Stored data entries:
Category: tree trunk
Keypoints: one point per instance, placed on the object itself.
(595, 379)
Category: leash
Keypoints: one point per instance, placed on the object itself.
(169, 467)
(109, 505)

» Assigned task: Every entry must be set down again exactly as it reads.

» Task answer:
Category: tree trunk
Keypoints: one point per instance, placed on the object itself.
(595, 379)
Category: leash
Keypoints: one point per instance, placed on the object itself.
(169, 467)
(109, 505)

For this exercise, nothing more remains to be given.